===== Records shown =====
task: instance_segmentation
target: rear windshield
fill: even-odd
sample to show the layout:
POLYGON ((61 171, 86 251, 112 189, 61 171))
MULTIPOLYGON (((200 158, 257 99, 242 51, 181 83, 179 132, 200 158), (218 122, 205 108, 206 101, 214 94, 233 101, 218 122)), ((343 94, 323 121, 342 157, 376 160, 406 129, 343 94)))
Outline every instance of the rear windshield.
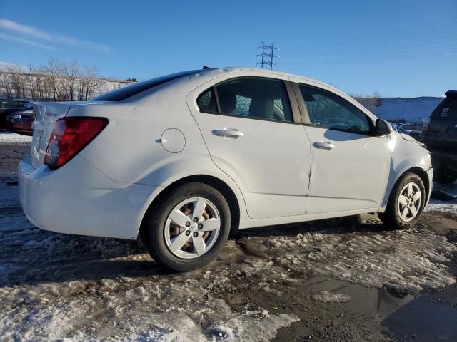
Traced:
POLYGON ((93 98, 94 101, 121 101, 126 98, 129 98, 134 95, 139 94, 142 91, 147 90, 151 88, 156 87, 160 84, 163 84, 166 82, 169 82, 172 80, 176 80, 180 77, 191 75, 201 72, 201 70, 192 70, 189 71, 181 71, 181 73, 171 73, 169 75, 165 75, 156 78, 152 78, 151 80, 145 81, 144 82, 139 82, 138 83, 131 84, 125 87, 122 87, 120 89, 117 89, 109 93, 106 93, 93 98))

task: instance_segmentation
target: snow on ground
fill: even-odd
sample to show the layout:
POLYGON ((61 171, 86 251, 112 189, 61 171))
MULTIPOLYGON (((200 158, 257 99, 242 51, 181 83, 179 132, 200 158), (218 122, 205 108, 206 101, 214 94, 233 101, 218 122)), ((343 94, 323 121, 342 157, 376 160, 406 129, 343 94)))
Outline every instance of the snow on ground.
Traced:
POLYGON ((457 213, 457 182, 451 185, 441 185, 436 182, 433 183, 433 191, 441 191, 446 195, 453 196, 456 200, 453 201, 439 201, 430 199, 430 202, 426 208, 426 211, 449 212, 457 213))
MULTIPOLYGON (((3 340, 261 341, 299 320, 261 306, 234 307, 227 298, 246 284, 281 296, 317 275, 366 286, 440 289, 455 281, 446 263, 457 247, 421 224, 389 231, 366 216, 361 223, 250 229, 229 240, 209 267, 173 274, 136 242, 34 227, 17 187, 1 182, 0 250, 3 340)), ((316 299, 349 301, 343 294, 316 299)))
POLYGON ((422 123, 428 118, 443 98, 383 98, 380 105, 372 108, 363 100, 360 102, 374 115, 388 121, 404 120, 407 123, 422 123))
POLYGON ((22 135, 11 132, 0 132, 0 144, 30 143, 31 138, 32 137, 29 135, 22 135))

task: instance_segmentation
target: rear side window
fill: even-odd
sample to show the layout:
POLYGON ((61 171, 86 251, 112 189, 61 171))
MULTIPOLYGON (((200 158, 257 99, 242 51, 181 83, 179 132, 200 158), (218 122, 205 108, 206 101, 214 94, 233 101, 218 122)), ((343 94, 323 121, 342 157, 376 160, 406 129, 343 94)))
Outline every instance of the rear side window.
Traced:
POLYGON ((197 105, 202 112, 217 113, 216 98, 212 88, 199 96, 197 105))
POLYGON ((365 113, 336 94, 301 84, 311 125, 351 133, 368 133, 371 127, 365 113))
POLYGON ((286 86, 282 81, 273 78, 243 77, 231 79, 205 91, 197 103, 202 112, 280 121, 293 120, 286 86), (211 100, 204 101, 213 95, 209 94, 210 91, 211 94, 217 94, 219 108, 216 110, 207 110, 206 104, 211 100))
POLYGON ((134 95, 139 94, 144 90, 151 89, 161 84, 164 84, 170 81, 176 80, 180 77, 186 76, 193 73, 201 72, 201 70, 193 70, 190 71, 182 71, 181 73, 171 73, 164 76, 158 77, 151 80, 139 82, 125 87, 122 87, 114 91, 110 91, 105 94, 92 99, 94 101, 121 101, 134 95))

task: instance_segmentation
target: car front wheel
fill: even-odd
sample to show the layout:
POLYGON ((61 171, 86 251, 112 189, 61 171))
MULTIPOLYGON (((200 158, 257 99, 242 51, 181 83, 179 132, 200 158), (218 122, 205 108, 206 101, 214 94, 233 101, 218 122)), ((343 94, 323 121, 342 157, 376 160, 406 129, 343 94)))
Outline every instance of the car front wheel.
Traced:
POLYGON ((415 173, 407 173, 397 182, 386 212, 378 213, 379 218, 389 228, 411 228, 419 219, 426 200, 426 189, 421 177, 415 173))
POLYGON ((142 232, 143 243, 157 262, 175 271, 206 265, 230 232, 224 197, 204 183, 185 183, 154 207, 142 232))

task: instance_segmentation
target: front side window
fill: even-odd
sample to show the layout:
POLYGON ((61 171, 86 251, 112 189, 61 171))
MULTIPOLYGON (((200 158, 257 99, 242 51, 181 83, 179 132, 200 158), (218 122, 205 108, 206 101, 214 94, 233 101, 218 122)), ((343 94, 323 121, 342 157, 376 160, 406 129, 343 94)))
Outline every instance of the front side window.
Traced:
POLYGON ((343 98, 311 86, 299 87, 311 125, 352 133, 371 130, 365 113, 343 98))
MULTIPOLYGON (((246 118, 281 121, 292 121, 292 111, 284 83, 281 80, 261 77, 245 77, 226 81, 216 85, 215 93, 219 100, 217 113, 246 118)), ((202 93, 197 100, 201 111, 208 110, 206 95, 213 88, 202 93)))

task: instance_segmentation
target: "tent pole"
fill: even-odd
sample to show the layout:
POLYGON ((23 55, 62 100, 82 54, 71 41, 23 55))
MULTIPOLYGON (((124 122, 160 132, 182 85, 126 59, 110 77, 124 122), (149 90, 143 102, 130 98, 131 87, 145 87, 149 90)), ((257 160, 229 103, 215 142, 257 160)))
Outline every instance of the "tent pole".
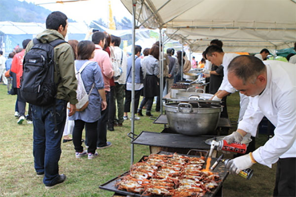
=====
- [What this task involves] Render the material above as a numbered list with one entry per line, skipping blank lines. Leave the pictures out of your answer.

- [Correct response]
1. task: instance_segmentation
2. target: rear windshield
3. fill: even-odd
4. sample to show the layout:
5. POLYGON ((61 171, 86 251, 112 189, 61 171))
6. MULTIPOLYGON (((200 158, 257 99, 242 51, 181 83, 179 132, 200 158), (218 122, 205 108, 206 101, 214 94, 233 101, 218 122)), ((343 94, 323 121, 342 157, 376 160, 406 129, 343 94)))
7. Outline every instance of the rear windshield.
8. Traced:
9. POLYGON ((93 98, 94 101, 121 101, 126 98, 129 98, 134 95, 139 94, 142 91, 147 90, 151 88, 156 87, 160 84, 163 84, 166 82, 169 82, 172 80, 176 80, 180 77, 191 75, 201 72, 201 70, 192 70, 189 71, 181 71, 181 73, 171 73, 169 75, 165 75, 156 78, 152 78, 151 80, 145 81, 144 82, 139 82, 138 83, 131 84, 125 87, 122 87, 120 89, 117 89, 109 93, 106 93, 93 98))
10. task: instance_segmentation
11. target: snow on ground
12. fill: even-odd
13. sample to show the layout:
14. POLYGON ((61 171, 86 251, 112 189, 61 171))
15. MULTIPOLYGON (((200 158, 257 99, 242 51, 181 83, 179 132, 200 158), (218 122, 205 108, 206 101, 214 94, 233 101, 218 122)), ((343 94, 323 121, 342 157, 376 160, 406 129, 343 94)))
16. Outline every instance of the snow on ground.
17. Traced:
18. POLYGON ((457 213, 457 182, 451 185, 441 185, 436 182, 433 183, 433 191, 441 191, 446 195, 453 196, 456 200, 453 201, 439 201, 430 199, 430 202, 426 208, 426 211, 449 212, 457 213))
19. MULTIPOLYGON (((3 340, 261 341, 299 320, 261 306, 234 307, 227 298, 246 284, 281 296, 317 275, 366 286, 440 289, 455 281, 446 263, 457 247, 421 224, 389 231, 366 216, 361 223, 250 229, 229 240, 209 267, 173 274, 136 242, 34 227, 17 187, 1 182, 0 250, 3 340)), ((316 299, 349 301, 343 294, 316 299)))
20. POLYGON ((422 123, 428 118, 443 98, 383 98, 380 105, 372 108, 363 100, 360 102, 374 115, 388 121, 404 120, 407 123, 422 123))
21. POLYGON ((22 135, 11 132, 0 132, 0 144, 30 143, 31 138, 32 137, 29 135, 22 135))
22. task: instance_segmentation
23. target: rear side window
24. fill: even-odd
25. sample to show the layout:
26. POLYGON ((61 171, 86 251, 112 189, 61 171))
27. MULTIPOLYGON (((200 158, 257 99, 242 51, 181 83, 179 132, 200 158), (218 122, 205 108, 206 101, 214 94, 233 101, 218 122)), ((343 94, 323 121, 342 157, 376 160, 406 129, 343 94)))
28. Outline every instance of the rear side window.
29. Traced:
30. POLYGON ((197 105, 202 112, 217 113, 216 98, 212 88, 199 96, 197 105))
31. POLYGON ((365 113, 336 94, 301 84, 311 125, 351 133, 368 133, 371 127, 365 113))
32. POLYGON ((286 86, 282 81, 273 78, 243 77, 231 79, 205 91, 197 103, 202 112, 280 121, 293 120, 286 86), (211 100, 204 101, 213 95, 209 94, 210 91, 211 94, 217 94, 219 108, 216 110, 207 110, 206 104, 211 100))
33. POLYGON ((134 95, 139 94, 144 90, 151 89, 161 84, 164 84, 170 81, 176 80, 180 77, 186 76, 193 73, 201 72, 201 70, 193 70, 190 71, 182 71, 181 73, 171 73, 164 76, 158 77, 151 80, 139 82, 125 87, 122 87, 114 91, 110 91, 105 94, 92 99, 94 101, 121 101, 134 95))
34. task: instance_segmentation
35. target: car front wheel
36. fill: even-odd
37. sample to show the layout:
38. POLYGON ((61 171, 86 251, 112 189, 61 171))
39. MULTIPOLYGON (((200 158, 257 99, 242 51, 181 83, 179 132, 200 158), (218 122, 205 108, 206 101, 214 94, 233 101, 218 122)), ((343 94, 323 121, 342 157, 376 160, 406 129, 343 94)))
40. Outline every instance of the car front wheel.
41. Traced:
42. POLYGON ((415 173, 407 173, 397 182, 386 212, 378 213, 379 218, 389 228, 411 228, 419 219, 426 200, 426 189, 421 177, 415 173))
43. POLYGON ((142 232, 143 243, 157 262, 175 271, 206 265, 230 232, 224 197, 204 183, 185 183, 154 207, 142 232))
44. task: instance_segmentation
45. target: front side window
46. fill: even-odd
47. sample to show the layout:
48. POLYGON ((61 171, 86 251, 112 189, 61 171))
49. MULTIPOLYGON (((200 158, 257 99, 242 51, 181 83, 179 132, 200 158), (218 122, 205 108, 206 101, 214 94, 233 101, 218 122)), ((343 94, 323 121, 342 157, 376 160, 406 129, 343 94)))
50. Outline every instance of the front side window.
51. Traced:
52. POLYGON ((343 98, 311 86, 299 87, 311 125, 352 133, 371 130, 365 113, 343 98))
53. MULTIPOLYGON (((246 118, 281 121, 292 121, 292 111, 284 83, 281 80, 261 77, 245 77, 226 81, 216 85, 215 93, 219 100, 217 113, 246 118)), ((202 93, 197 100, 201 111, 208 110, 206 95, 213 88, 202 93)))
54. task: instance_segmentation
55. target: "tent pole"
56. fill: even-odd
57. sample to show the layout:
58. POLYGON ((23 55, 62 100, 82 54, 71 41, 23 55))
59. MULTIPOLYGON (((124 122, 160 132, 182 85, 126 59, 110 77, 124 122), (149 90, 143 102, 130 98, 131 87, 145 87, 149 90)), ((257 160, 229 103, 215 142, 257 160)))
60. Outline every instance of the "tent pole".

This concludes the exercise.